Written problem: Copy out word for word everything in the records below, from the line containing "the flower vase" down to the line containing "Target: flower vase on altar", with both of those lines included.

The records:
※

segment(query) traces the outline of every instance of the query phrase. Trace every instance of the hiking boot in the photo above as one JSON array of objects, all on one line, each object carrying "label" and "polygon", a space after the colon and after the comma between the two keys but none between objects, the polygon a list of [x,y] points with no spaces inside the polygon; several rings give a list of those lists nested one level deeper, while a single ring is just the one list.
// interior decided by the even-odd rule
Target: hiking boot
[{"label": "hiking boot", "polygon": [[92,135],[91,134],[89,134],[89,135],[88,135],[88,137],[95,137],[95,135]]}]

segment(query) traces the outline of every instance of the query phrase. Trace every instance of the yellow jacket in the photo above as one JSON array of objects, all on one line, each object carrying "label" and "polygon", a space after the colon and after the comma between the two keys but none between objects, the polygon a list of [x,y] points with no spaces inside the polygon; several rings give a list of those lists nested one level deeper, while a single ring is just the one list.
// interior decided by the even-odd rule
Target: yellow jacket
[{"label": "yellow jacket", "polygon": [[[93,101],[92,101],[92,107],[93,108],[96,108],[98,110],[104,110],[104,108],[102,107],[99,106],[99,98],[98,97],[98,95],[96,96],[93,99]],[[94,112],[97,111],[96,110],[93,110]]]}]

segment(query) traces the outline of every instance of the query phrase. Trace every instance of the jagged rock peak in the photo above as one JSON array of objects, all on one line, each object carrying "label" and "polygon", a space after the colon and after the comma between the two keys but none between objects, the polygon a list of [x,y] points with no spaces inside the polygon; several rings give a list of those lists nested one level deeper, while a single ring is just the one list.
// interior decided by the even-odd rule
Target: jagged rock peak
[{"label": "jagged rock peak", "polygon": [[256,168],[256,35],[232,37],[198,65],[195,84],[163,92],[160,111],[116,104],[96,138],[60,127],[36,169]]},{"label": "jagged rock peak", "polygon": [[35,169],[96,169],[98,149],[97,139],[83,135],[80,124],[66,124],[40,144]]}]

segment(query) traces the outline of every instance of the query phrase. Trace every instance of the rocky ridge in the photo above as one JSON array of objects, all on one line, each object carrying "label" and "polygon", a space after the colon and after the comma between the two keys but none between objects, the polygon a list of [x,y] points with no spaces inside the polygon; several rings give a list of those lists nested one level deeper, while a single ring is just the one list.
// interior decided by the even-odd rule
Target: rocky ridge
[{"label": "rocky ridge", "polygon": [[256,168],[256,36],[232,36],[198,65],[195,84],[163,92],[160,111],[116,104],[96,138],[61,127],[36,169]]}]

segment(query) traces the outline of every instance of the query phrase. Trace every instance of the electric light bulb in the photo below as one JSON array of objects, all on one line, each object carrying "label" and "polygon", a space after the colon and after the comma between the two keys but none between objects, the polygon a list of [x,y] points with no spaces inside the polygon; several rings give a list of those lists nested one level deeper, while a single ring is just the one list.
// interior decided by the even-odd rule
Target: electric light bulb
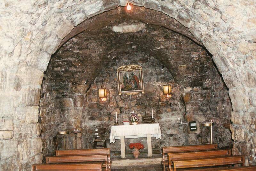
[{"label": "electric light bulb", "polygon": [[132,7],[131,6],[131,5],[130,5],[129,4],[129,3],[128,3],[127,5],[127,7],[126,7],[126,9],[127,9],[127,10],[128,11],[130,11],[132,9]]}]

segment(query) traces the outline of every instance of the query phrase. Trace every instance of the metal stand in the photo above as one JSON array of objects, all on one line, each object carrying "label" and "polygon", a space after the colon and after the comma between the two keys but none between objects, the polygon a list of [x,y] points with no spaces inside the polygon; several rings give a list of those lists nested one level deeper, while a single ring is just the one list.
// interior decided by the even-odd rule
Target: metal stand
[{"label": "metal stand", "polygon": [[[66,140],[65,139],[65,135],[69,133],[68,131],[59,131],[57,132],[57,135],[62,135],[64,136],[64,148],[66,149]],[[68,135],[67,135],[67,141],[68,144]]]},{"label": "metal stand", "polygon": [[73,130],[71,131],[72,133],[75,134],[75,149],[76,149],[76,141],[77,134],[81,133],[81,130]]},{"label": "metal stand", "polygon": [[[212,125],[214,124],[214,122],[204,122],[203,123],[201,123],[201,143],[202,144],[212,144]],[[203,139],[202,139],[202,137],[203,135],[202,135],[202,126],[204,126],[204,127],[210,127],[211,129],[211,143],[204,143],[203,142]]]}]

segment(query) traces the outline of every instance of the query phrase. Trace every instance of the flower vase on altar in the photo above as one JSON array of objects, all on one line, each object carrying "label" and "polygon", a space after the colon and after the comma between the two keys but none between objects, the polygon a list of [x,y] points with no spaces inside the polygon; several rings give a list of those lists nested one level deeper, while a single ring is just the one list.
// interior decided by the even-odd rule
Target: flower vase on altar
[{"label": "flower vase on altar", "polygon": [[132,125],[137,125],[139,124],[139,117],[136,113],[134,111],[131,112],[130,115],[130,122]]},{"label": "flower vase on altar", "polygon": [[130,149],[133,149],[132,152],[135,158],[138,158],[140,155],[140,150],[144,149],[144,145],[140,143],[130,143],[129,145]]}]

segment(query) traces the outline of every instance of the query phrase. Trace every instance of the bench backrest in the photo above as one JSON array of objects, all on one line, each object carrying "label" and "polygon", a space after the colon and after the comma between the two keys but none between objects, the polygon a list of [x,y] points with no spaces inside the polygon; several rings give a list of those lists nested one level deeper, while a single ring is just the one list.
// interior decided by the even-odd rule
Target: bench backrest
[{"label": "bench backrest", "polygon": [[108,154],[47,157],[46,163],[105,161],[107,164]]},{"label": "bench backrest", "polygon": [[168,160],[177,159],[193,159],[213,156],[231,155],[230,150],[217,150],[199,151],[195,152],[183,152],[177,153],[168,153]]},{"label": "bench backrest", "polygon": [[255,171],[256,170],[256,166],[244,166],[244,167],[223,169],[223,170],[220,170],[220,171],[242,171],[243,170]]},{"label": "bench backrest", "polygon": [[108,154],[110,156],[110,148],[99,149],[82,149],[56,150],[56,156],[82,156],[91,154]]},{"label": "bench backrest", "polygon": [[102,165],[95,164],[34,164],[32,166],[33,171],[62,170],[89,171],[102,170]]},{"label": "bench backrest", "polygon": [[231,155],[230,150],[219,150],[198,151],[197,152],[168,153],[169,168],[171,170],[172,161],[178,160],[193,159],[195,158],[205,158],[211,157],[219,157]]},{"label": "bench backrest", "polygon": [[204,159],[182,160],[173,161],[174,171],[177,168],[188,168],[214,166],[241,164],[244,166],[244,156],[234,155],[225,157],[207,158]]},{"label": "bench backrest", "polygon": [[180,152],[197,151],[208,150],[215,150],[218,148],[218,144],[212,144],[203,145],[193,145],[184,146],[173,146],[164,147],[162,148],[163,152],[163,163],[164,169],[165,169],[165,165],[168,164],[165,162],[167,160],[167,154],[168,153]]}]

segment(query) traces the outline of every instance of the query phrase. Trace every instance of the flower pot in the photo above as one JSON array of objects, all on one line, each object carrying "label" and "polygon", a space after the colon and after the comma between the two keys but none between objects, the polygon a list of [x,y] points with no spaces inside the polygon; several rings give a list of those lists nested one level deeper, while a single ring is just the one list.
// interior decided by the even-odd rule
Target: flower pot
[{"label": "flower pot", "polygon": [[132,153],[133,154],[134,157],[138,158],[139,155],[140,155],[140,151],[137,148],[134,148],[133,151],[132,152]]}]

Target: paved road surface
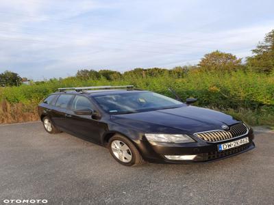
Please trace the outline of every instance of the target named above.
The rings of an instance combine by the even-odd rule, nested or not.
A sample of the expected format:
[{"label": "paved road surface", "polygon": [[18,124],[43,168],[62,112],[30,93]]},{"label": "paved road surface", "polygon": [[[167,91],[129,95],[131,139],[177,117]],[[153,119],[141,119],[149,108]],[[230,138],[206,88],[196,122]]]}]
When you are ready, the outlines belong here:
[{"label": "paved road surface", "polygon": [[0,204],[273,204],[274,133],[258,130],[255,143],[211,163],[126,167],[107,149],[47,134],[40,122],[0,126]]}]

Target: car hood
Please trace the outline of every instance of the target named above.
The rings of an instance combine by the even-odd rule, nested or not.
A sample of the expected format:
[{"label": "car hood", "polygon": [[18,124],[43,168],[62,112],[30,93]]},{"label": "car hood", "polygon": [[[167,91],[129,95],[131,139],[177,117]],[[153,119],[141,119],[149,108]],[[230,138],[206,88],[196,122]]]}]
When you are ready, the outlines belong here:
[{"label": "car hood", "polygon": [[195,106],[112,115],[113,122],[143,133],[184,133],[222,129],[240,122],[223,113]]}]

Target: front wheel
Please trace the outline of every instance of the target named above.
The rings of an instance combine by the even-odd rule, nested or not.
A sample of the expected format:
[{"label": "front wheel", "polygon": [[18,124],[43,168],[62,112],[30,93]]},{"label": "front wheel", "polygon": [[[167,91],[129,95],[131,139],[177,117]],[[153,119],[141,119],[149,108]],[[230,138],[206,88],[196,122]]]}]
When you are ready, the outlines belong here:
[{"label": "front wheel", "polygon": [[124,136],[115,135],[110,138],[108,148],[115,160],[123,165],[134,166],[143,163],[136,146]]},{"label": "front wheel", "polygon": [[55,134],[61,133],[61,131],[53,125],[51,119],[49,119],[48,117],[45,117],[42,120],[42,122],[45,129],[49,133]]}]

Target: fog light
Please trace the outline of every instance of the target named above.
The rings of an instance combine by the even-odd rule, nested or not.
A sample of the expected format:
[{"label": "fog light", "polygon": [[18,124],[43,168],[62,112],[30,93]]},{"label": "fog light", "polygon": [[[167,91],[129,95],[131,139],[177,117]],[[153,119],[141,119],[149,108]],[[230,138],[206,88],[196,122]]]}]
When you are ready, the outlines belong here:
[{"label": "fog light", "polygon": [[164,155],[164,156],[171,160],[192,160],[197,155]]}]

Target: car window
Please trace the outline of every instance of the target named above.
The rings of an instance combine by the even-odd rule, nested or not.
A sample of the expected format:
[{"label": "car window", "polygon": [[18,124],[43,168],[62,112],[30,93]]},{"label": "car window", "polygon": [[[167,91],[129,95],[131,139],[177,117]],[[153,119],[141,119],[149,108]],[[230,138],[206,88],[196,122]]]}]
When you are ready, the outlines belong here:
[{"label": "car window", "polygon": [[60,108],[66,108],[73,95],[61,94],[57,100],[55,106]]},{"label": "car window", "polygon": [[182,102],[150,92],[99,96],[95,99],[103,110],[114,114],[184,106]]},{"label": "car window", "polygon": [[45,104],[50,104],[52,105],[51,102],[53,102],[53,100],[54,98],[56,96],[56,95],[50,95],[48,96],[47,98],[45,98],[43,101],[44,103]]},{"label": "car window", "polygon": [[92,104],[86,97],[77,95],[74,98],[71,107],[73,110],[84,109],[90,109],[94,110]]}]

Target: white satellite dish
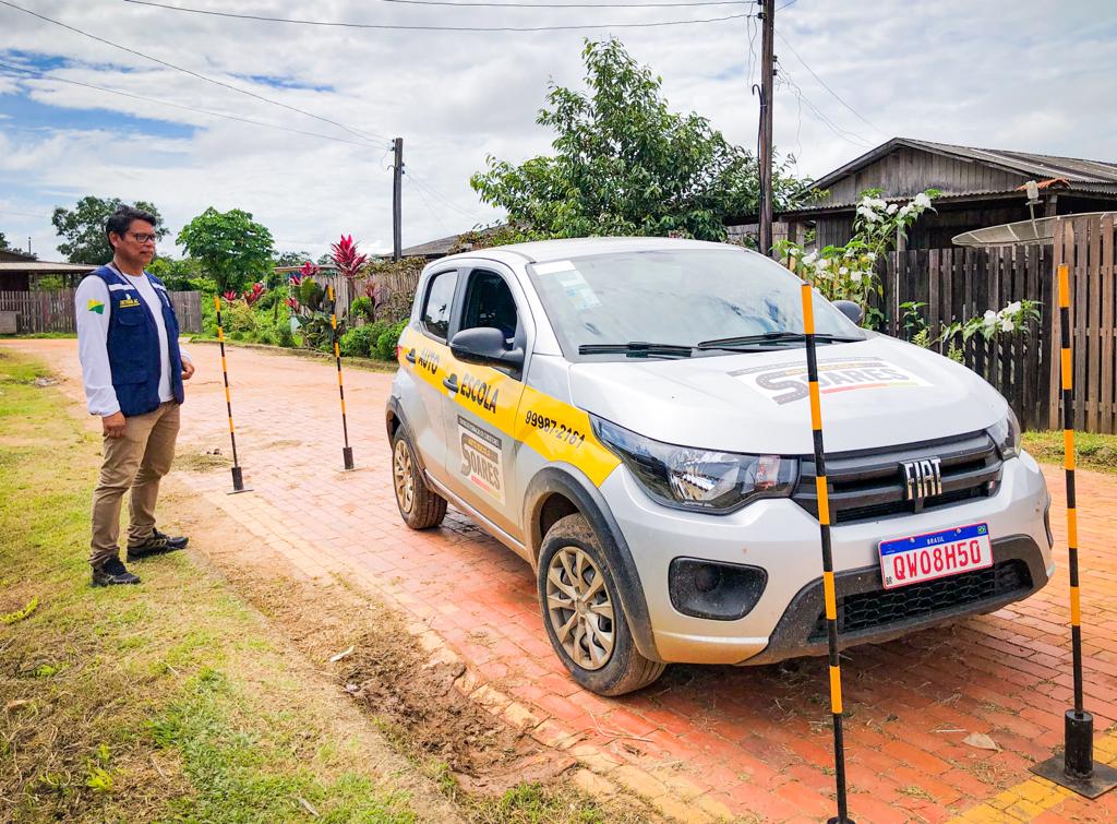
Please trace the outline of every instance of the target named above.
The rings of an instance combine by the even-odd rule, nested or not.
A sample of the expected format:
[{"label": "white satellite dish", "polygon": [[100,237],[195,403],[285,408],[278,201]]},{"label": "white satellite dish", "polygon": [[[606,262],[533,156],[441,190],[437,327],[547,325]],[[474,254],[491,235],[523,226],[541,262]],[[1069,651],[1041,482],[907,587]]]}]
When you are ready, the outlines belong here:
[{"label": "white satellite dish", "polygon": [[[1063,215],[1062,217],[1105,217],[1113,211],[1090,211],[1081,215]],[[956,246],[1013,246],[1015,244],[1050,243],[1054,236],[1057,217],[1041,217],[1034,220],[1018,220],[1014,224],[989,226],[984,229],[963,231],[951,238]]]}]

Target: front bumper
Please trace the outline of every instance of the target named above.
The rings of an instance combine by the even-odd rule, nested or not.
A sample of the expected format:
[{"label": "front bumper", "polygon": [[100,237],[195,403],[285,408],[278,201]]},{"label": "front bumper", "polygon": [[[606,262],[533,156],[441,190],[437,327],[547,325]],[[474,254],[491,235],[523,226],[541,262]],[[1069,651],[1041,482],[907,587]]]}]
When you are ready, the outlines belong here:
[{"label": "front bumper", "polygon": [[[652,502],[623,466],[607,479],[601,491],[640,574],[656,650],[663,661],[753,664],[825,651],[825,635],[818,633],[822,613],[819,524],[796,503],[758,501],[724,517],[669,510]],[[952,600],[932,590],[922,594],[929,609],[900,609],[895,619],[884,623],[855,617],[842,632],[842,643],[887,641],[943,621],[995,610],[1042,588],[1053,571],[1044,524],[1049,503],[1039,466],[1022,454],[1004,463],[1001,483],[990,498],[833,527],[839,602],[850,603],[851,608],[855,603],[862,610],[875,608],[871,598],[857,596],[882,591],[877,546],[889,538],[985,522],[993,537],[994,570],[1002,570],[1002,578],[991,588],[978,587],[962,603],[957,593]],[[739,619],[684,615],[672,606],[668,590],[668,568],[679,557],[761,567],[767,572],[767,585],[755,607]],[[1008,580],[1005,576],[1015,577]],[[905,589],[915,591],[911,587],[892,591]]]}]

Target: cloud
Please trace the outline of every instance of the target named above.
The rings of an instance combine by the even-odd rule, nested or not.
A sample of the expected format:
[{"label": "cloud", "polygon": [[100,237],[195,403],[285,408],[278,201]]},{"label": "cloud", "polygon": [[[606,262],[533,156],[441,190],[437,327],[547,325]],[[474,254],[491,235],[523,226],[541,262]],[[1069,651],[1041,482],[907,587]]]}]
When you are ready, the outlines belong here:
[{"label": "cloud", "polygon": [[[210,0],[192,4],[228,8]],[[267,225],[281,248],[315,254],[342,231],[354,233],[370,249],[390,244],[386,150],[398,135],[404,139],[408,172],[405,245],[498,217],[478,201],[469,176],[484,168],[489,154],[519,161],[548,150],[553,135],[535,123],[547,84],[580,85],[583,37],[609,34],[300,27],[115,0],[40,0],[34,8],[344,123],[371,142],[333,142],[58,83],[105,86],[362,142],[322,120],[0,7],[0,61],[54,78],[0,75],[0,112],[7,115],[0,122],[0,189],[18,186],[32,192],[20,198],[25,211],[49,215],[52,206],[88,193],[144,198],[160,207],[176,231],[208,206],[238,207]],[[538,26],[700,19],[739,13],[741,7],[455,9],[260,0],[244,8],[330,20]],[[1102,0],[1067,3],[1058,15],[1037,0],[801,0],[776,19],[777,31],[791,44],[776,39],[777,149],[793,153],[800,172],[814,177],[895,135],[1114,159],[1117,113],[1097,105],[1110,96],[1107,78],[1117,65],[1117,31],[1106,22],[1108,10]],[[672,108],[697,111],[729,140],[755,145],[755,21],[613,32],[663,77]],[[13,224],[0,214],[3,226]],[[30,231],[20,227],[25,235]],[[49,236],[49,225],[37,225],[35,231]]]}]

※

Exercise answer:
segment(query) traces the outline of every instance of the query phrase. Trace every instance of the flower vase on altar in the photo above as one JSON array of objects, all on one line, each object carrying "label" and "polygon", a space after the colon and after the comma between the two keys but none between objects, the polygon a list of [x,y] points with no spaces inside the polygon; several rings give a list of those lists nested one level deeper, while a single ring is just the one list.
// interior decided by the even-odd rule
Target: flower vase on altar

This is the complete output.